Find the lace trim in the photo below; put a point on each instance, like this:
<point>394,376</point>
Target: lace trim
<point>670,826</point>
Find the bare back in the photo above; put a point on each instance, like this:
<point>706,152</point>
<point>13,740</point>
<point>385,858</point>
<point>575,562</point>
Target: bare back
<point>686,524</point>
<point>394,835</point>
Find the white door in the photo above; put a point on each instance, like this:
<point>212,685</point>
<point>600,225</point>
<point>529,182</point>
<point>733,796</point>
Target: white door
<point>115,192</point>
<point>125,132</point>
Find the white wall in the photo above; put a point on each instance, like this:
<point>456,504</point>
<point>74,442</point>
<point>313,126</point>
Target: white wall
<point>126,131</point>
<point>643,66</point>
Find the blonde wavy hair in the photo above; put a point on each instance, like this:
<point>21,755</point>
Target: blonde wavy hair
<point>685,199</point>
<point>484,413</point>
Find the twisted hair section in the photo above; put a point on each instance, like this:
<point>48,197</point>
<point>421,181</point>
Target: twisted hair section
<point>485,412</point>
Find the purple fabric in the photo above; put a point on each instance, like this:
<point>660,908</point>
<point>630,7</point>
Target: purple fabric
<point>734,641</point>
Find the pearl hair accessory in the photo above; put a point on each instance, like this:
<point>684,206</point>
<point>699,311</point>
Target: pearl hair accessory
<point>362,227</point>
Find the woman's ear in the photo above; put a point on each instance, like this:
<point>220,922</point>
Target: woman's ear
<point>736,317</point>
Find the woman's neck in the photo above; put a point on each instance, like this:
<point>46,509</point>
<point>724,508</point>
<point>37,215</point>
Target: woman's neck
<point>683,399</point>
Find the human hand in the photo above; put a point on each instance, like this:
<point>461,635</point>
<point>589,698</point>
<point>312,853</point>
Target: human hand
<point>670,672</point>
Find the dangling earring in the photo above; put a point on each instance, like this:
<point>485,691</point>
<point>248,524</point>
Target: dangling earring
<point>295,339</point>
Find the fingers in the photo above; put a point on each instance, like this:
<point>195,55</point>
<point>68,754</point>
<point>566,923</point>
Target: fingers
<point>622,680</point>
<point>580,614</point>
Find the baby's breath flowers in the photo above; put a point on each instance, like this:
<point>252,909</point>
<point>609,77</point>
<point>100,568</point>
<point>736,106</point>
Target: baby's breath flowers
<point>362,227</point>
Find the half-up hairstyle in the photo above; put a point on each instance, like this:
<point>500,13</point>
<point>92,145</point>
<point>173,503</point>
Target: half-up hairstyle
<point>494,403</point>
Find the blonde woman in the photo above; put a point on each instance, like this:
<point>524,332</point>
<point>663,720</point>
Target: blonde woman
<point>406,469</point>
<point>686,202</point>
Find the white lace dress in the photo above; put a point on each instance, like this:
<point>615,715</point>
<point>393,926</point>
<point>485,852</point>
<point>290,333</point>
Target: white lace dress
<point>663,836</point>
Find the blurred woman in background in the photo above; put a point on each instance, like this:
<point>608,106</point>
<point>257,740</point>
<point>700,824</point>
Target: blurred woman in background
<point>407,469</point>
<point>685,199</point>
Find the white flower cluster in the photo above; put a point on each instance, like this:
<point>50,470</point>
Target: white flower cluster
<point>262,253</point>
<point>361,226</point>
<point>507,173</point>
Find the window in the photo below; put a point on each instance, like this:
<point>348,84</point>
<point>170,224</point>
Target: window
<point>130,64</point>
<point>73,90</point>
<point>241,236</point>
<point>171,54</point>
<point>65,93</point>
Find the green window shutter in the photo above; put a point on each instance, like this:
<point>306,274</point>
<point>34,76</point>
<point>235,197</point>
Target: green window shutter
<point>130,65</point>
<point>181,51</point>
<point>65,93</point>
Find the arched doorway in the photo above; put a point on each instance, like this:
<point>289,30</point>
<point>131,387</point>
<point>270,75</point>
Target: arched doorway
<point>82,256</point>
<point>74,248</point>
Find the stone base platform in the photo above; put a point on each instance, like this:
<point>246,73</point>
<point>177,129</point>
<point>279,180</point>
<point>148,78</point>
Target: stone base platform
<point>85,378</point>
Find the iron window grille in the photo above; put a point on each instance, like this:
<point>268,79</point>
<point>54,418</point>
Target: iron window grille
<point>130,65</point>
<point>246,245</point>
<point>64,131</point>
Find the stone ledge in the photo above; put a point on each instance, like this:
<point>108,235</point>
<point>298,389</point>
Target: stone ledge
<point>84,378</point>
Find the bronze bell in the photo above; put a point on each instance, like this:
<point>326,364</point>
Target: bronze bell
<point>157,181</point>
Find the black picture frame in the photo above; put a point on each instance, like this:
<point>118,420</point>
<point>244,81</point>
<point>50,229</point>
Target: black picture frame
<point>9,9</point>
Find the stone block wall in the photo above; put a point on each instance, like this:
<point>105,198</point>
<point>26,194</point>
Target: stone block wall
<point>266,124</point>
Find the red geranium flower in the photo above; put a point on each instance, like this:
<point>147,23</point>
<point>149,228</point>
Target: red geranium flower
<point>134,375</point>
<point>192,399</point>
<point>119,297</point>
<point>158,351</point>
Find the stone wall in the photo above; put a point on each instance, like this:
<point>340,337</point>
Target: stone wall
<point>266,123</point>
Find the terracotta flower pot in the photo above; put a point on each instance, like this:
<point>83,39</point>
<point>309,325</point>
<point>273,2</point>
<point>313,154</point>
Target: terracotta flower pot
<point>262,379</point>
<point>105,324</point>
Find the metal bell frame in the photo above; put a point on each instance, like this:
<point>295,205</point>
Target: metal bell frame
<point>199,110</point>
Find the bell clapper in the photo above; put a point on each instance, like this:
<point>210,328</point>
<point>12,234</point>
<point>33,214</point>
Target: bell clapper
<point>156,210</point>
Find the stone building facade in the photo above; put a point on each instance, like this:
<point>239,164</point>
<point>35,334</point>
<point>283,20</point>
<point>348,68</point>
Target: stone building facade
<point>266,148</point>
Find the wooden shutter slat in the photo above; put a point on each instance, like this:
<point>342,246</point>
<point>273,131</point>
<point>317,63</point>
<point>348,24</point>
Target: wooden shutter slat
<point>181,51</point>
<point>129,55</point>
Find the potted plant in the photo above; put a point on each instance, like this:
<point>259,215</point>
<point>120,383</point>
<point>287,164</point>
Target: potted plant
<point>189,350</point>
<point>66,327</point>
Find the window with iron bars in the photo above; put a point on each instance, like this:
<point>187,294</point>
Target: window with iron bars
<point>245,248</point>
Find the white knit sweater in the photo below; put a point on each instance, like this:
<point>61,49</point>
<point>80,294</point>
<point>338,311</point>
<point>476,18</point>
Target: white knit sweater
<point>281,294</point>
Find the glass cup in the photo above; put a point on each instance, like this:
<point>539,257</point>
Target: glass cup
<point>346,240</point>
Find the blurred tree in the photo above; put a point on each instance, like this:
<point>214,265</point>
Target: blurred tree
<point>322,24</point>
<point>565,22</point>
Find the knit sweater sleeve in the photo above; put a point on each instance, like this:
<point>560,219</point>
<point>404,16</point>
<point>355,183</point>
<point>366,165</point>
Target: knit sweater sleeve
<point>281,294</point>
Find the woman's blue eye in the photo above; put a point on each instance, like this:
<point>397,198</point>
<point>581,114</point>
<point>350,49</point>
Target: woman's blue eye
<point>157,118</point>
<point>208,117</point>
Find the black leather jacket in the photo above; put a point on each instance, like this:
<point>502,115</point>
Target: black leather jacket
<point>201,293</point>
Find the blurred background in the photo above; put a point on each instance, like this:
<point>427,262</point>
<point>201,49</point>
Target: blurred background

※ ※ ※

Switch every "each instance" in the lines above to "every instance", and keep everything else the same.

Find the lace trim in the photo below; put a point on every instance, like this:
<point>394,376</point>
Target: lace trim
<point>670,826</point>
Find the bare back in the photo above; put a point on every instance, like this:
<point>706,152</point>
<point>13,740</point>
<point>385,858</point>
<point>575,562</point>
Target: bare back
<point>686,524</point>
<point>394,835</point>
Find the white door in the photo above; put a point on every instance, like this:
<point>212,685</point>
<point>600,225</point>
<point>529,182</point>
<point>733,796</point>
Target: white door
<point>115,192</point>
<point>125,132</point>
Find the white wall in the photo above; put a point on every instance, like this:
<point>456,504</point>
<point>74,442</point>
<point>313,126</point>
Target: white wall
<point>126,131</point>
<point>643,66</point>
Find the blonde wavy hair in the photo above; put a point on every instance, like this:
<point>21,755</point>
Target: blonde wavy hair
<point>685,199</point>
<point>484,413</point>
Find the twisted hair section in the photo above; put a point on every instance, like this:
<point>48,197</point>
<point>421,181</point>
Target: twisted hair section
<point>485,412</point>
Find the purple fabric in the photo above; put a point on every instance, like this:
<point>660,908</point>
<point>630,7</point>
Target: purple fabric
<point>734,641</point>
Find the pearl hair accessory in the photo above; put a point on every instance, like this:
<point>684,206</point>
<point>699,311</point>
Target: pearl hair accessory
<point>362,227</point>
Find the woman's ear in the photo above; put a point on every instance, like this:
<point>220,922</point>
Target: woman's ear
<point>736,317</point>
Find the woman's neck in the photo above; put a point on every instance, like this:
<point>46,509</point>
<point>724,508</point>
<point>37,215</point>
Target: woman's neck
<point>683,399</point>
Find the human hand in the photo above; put a point on every instance, like this:
<point>461,635</point>
<point>589,698</point>
<point>312,853</point>
Target: human hand
<point>670,672</point>
Find the dangling earring in the photo above; put a point on every instance, like this:
<point>485,691</point>
<point>248,524</point>
Target: dangling earring
<point>295,339</point>
Find the fingers in the photo above; put a point on every instance, like this:
<point>195,55</point>
<point>68,754</point>
<point>566,923</point>
Target: fingers
<point>622,680</point>
<point>580,614</point>
Find the baby's breath flowers in the photo above; put a point on every instance, like this:
<point>252,909</point>
<point>609,77</point>
<point>100,568</point>
<point>736,106</point>
Target: baby's breath flowers
<point>362,227</point>
Find the half-up hairstyle in the photo above; put a point on every instance, like this:
<point>500,13</point>
<point>92,145</point>
<point>173,503</point>
Target: half-up hairstyle
<point>494,403</point>
Find the blonde woman in the photo above; put a point on every instance, like this:
<point>524,332</point>
<point>663,720</point>
Target: blonde woman
<point>406,469</point>
<point>686,202</point>
Find the white lace dress in the photo above; put a point on every instance, like this:
<point>615,715</point>
<point>393,926</point>
<point>485,852</point>
<point>290,333</point>
Target: white lace dress
<point>663,836</point>
Find the blurred woman in background in the photo above; put a point on every instance, like this:
<point>608,106</point>
<point>257,740</point>
<point>700,824</point>
Target: blurred woman in background
<point>407,469</point>
<point>685,199</point>
Find the white flower cluster in the photo above; put a point on every instance, like this:
<point>50,470</point>
Target: white flower cluster
<point>262,253</point>
<point>361,226</point>
<point>507,173</point>
Find the window in the photo below; put a point on every instance, like this:
<point>348,84</point>
<point>170,224</point>
Target: window
<point>130,64</point>
<point>73,90</point>
<point>241,236</point>
<point>171,54</point>
<point>65,93</point>
Find the green window shutter in the photo above; put a point on every instance, like this:
<point>306,274</point>
<point>34,76</point>
<point>235,197</point>
Target: green window shutter
<point>130,65</point>
<point>181,51</point>
<point>65,93</point>
Find the arched doorway in the photo above; put a point on every instance, like this:
<point>289,30</point>
<point>131,387</point>
<point>270,75</point>
Target: arched doorway
<point>82,256</point>
<point>74,248</point>
Find the stone base platform in the photo above; put a point on every instance, like this:
<point>246,73</point>
<point>177,129</point>
<point>279,180</point>
<point>148,78</point>
Target: stone base platform
<point>85,378</point>
Find the iron window grille in the photo above; put a point on every instance, like this:
<point>268,79</point>
<point>54,418</point>
Target: iron window grille
<point>130,65</point>
<point>246,245</point>
<point>64,131</point>
Find the stone ledge in the photo above; put a point on every instance, like this:
<point>108,235</point>
<point>298,389</point>
Target: stone ledge
<point>84,378</point>
Find the bronze bell in the photo above; put a point on every instance, like this:
<point>326,364</point>
Target: bronze bell
<point>157,181</point>
Find the black picture frame in the photo above; put a point on every instance, like this:
<point>118,420</point>
<point>244,81</point>
<point>50,229</point>
Target: black picture frame
<point>9,9</point>
Find the stone block wall in the photo above; put a point on every instance, like this:
<point>105,198</point>
<point>26,194</point>
Target: stone block wall
<point>266,124</point>
Find the red geranium flower in the photo above; put a point on every instance, like this:
<point>147,23</point>
<point>149,228</point>
Target: red geranium flower
<point>134,375</point>
<point>192,399</point>
<point>119,297</point>
<point>158,351</point>
Find the stone wall in the photo above; put a point on every instance, like this:
<point>340,337</point>
Target: stone wall
<point>266,123</point>
Find the terracotta flower pot in the photo above; put a point on every instance, like this:
<point>83,39</point>
<point>309,325</point>
<point>273,2</point>
<point>313,154</point>
Target: terracotta flower pot
<point>262,379</point>
<point>105,324</point>
Find the metal bell frame in the photo above; put a point on every instance, like this:
<point>295,205</point>
Target: metal bell frame
<point>199,110</point>
Find the bell clapper in the photo above; put a point on every instance, like this:
<point>210,328</point>
<point>12,234</point>
<point>33,214</point>
Target: bell clapper
<point>156,210</point>
Find the stone building facade in the photo above; put a point on every instance, like this:
<point>239,164</point>
<point>35,334</point>
<point>283,20</point>
<point>348,68</point>
Target: stone building facade
<point>266,148</point>
Find the wooden shutter slat in the photo above; put a point on every instance, like this:
<point>342,246</point>
<point>273,131</point>
<point>317,63</point>
<point>348,24</point>
Target: wooden shutter slat
<point>181,51</point>
<point>129,55</point>
Find the potted plant in the photo above; put a point on every instance, like this:
<point>259,215</point>
<point>120,383</point>
<point>287,164</point>
Target: potted plant
<point>189,350</point>
<point>66,327</point>
Find the window with iron bars in the photo above; put a point on every instance, like this:
<point>187,294</point>
Target: window with iron bars
<point>245,248</point>
Find the white knit sweater in the photo below; put a point on every instance, like this:
<point>61,49</point>
<point>80,294</point>
<point>338,311</point>
<point>476,18</point>
Target: white knit sweater
<point>281,294</point>
Find the glass cup in the photo above; put a point on every instance, like this:
<point>539,257</point>
Target: glass cup
<point>346,240</point>
Find the blurred tree in the photo above; put a point on every instance, like this:
<point>214,265</point>
Target: blurred tree
<point>322,24</point>
<point>565,22</point>
Find the knit sweater sleeve in the photo above; put a point on every instance, like this:
<point>560,219</point>
<point>404,16</point>
<point>355,183</point>
<point>366,165</point>
Target: knit sweater sleeve
<point>281,294</point>
Find the woman's blue eye in the photo above; put a point on every instance, like this:
<point>397,198</point>
<point>581,114</point>
<point>350,49</point>
Target: woman's blue eye
<point>157,118</point>
<point>208,117</point>
Find the black leather jacket in the photo above; put a point on every instance, like this:
<point>502,115</point>
Target: black leather jacket
<point>201,293</point>
Find the blurred background in the photo above; put a point on every instance, like this:
<point>427,262</point>
<point>201,49</point>
Target: blurred background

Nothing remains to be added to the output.